» **Stored data entries**
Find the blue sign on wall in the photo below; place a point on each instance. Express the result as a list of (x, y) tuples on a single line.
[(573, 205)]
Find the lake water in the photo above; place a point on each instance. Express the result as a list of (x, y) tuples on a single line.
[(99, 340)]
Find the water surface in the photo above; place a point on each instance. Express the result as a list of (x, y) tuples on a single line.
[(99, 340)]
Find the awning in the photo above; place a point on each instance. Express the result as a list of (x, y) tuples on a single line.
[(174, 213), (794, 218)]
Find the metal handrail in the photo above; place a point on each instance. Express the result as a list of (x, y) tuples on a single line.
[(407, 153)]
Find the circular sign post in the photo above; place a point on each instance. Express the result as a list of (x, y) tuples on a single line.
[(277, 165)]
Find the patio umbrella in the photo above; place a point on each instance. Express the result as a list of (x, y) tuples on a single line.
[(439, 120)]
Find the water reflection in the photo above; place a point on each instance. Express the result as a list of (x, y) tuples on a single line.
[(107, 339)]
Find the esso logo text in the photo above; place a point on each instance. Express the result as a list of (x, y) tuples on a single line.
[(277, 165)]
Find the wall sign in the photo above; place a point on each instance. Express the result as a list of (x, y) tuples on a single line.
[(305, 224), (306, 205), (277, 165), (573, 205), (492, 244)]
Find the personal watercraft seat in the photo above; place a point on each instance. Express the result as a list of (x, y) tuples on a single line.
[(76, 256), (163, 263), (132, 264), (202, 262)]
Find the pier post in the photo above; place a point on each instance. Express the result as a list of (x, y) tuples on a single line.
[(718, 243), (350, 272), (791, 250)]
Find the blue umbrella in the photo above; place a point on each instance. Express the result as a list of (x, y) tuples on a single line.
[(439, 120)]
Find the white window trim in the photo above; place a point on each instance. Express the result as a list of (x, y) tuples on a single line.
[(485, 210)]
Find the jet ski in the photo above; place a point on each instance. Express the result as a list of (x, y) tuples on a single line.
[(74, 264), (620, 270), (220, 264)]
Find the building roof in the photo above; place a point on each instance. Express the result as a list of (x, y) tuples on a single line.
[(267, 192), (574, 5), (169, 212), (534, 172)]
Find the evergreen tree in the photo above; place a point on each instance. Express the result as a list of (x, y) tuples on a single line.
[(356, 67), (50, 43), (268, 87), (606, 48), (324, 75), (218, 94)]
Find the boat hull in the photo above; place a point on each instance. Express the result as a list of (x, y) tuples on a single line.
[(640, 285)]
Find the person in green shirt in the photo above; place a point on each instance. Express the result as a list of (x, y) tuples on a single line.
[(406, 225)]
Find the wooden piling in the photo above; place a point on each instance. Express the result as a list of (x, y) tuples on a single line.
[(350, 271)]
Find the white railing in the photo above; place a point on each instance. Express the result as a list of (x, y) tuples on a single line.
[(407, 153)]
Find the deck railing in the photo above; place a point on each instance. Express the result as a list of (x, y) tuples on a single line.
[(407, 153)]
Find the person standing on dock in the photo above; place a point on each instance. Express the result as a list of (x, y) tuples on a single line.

» **TASK BRIEF**
Transcribe all of the lines in the records precisely.

» **WRITTEN SOLUTION**
Find the blue sign on wall in the photo below; place a point on each instance. Express the result as a list of (x, y) tuples on a single line.
[(573, 205)]
Find the lake water in the photo above; place a point on each instance. Express the result as a list of (x, y) tuples on a single line.
[(99, 340)]
Find the water surface in the photo above; place a point on each instance. Express the result as a list of (x, y) tuples on a single line.
[(99, 340)]
Find the awning in the photo above; place a point on each instance. Express the result as a list of (x, y) tuples on a single line.
[(174, 213), (794, 218)]
Find the metal handrail in the photo above; place a point on each instance. Express the result as a list of (x, y) tuples on a single line.
[(407, 153)]
Find the circular sign post in the photo above; place a point on each instance. Express the result as a list of (x, y) tuples on a single line.
[(277, 165)]
Find the patio umbrella in the photo above; place a point on each instance. Express the result as a list of (x, y) tuples on a single line.
[(439, 120)]
Find the water reflection in the photo above; place a point on each instance. Express the result as a list of (x, y) tuples on a single line.
[(107, 339)]
Find the esso logo text in the photo above; place a point on each instance. Express the result as a list of (x, y) tuples on a single line.
[(277, 165)]
Find the wall sign in the photo above; place a point on each instance. Express the result as a list of (x, y) tuples on a single line.
[(305, 224), (306, 205), (277, 165), (573, 205), (492, 244)]
Find the personal watercraft seat in the photo above; place a point on each instance. Express the result as a list of (x, y) tuples on a single line.
[(76, 256), (163, 263), (132, 264), (202, 262)]
Find the pier post in the photo above; place a point on each instance. Express the result as a list of (x, y) tuples on a single line.
[(718, 243), (350, 272), (791, 250)]
Find the blue umbrella in the photo above; place a point on each instance. Express the result as a list of (x, y) tuples on a single line.
[(439, 120)]
Find the white window trim in the photo above; place a point on each instance. Express the result as a list of (x, y) tuples on a single line.
[(485, 210)]
Find the jet ski in the photo above; place a point on each instance. Express the result as a list of (x, y) tuples on a single line.
[(74, 264), (620, 270), (220, 264)]
Find the building roof in the photo above; place a point on each instance. Express the result as a list of (x, y) tuples on a single line.
[(267, 192), (574, 5), (169, 212), (534, 172)]
Find the evergreen tree in the photo above; place a point on each instance. Express the result as a list of (x, y) tuples on a single line.
[(356, 67), (50, 43), (268, 87), (606, 48), (324, 75), (218, 94)]
Find the boat hull in the photo above; place a point on each instance. Express the result as a list of (x, y) tuples on a single line.
[(640, 285)]
Find the person in green shirt in the photo above; place a point on each instance. Express the result as a list of (x, y) tuples on a single line.
[(406, 225)]
Find the wooden piling in the photo above; place a point on each instance. Express the result as a list of (x, y) tuples on a single line.
[(350, 271)]
Find the white railing in the photo above; place a point on each instance. Express the result as a list of (x, y) tuples on a single line.
[(407, 153)]
Find the deck railing in the photo above; place a point on each instance. Express the result as a list of (x, y) tuples on a single line.
[(407, 153)]
Find the person standing on dock in the photo above; place a point on each instance. Express the result as a list of (x, y) tuples on a single line.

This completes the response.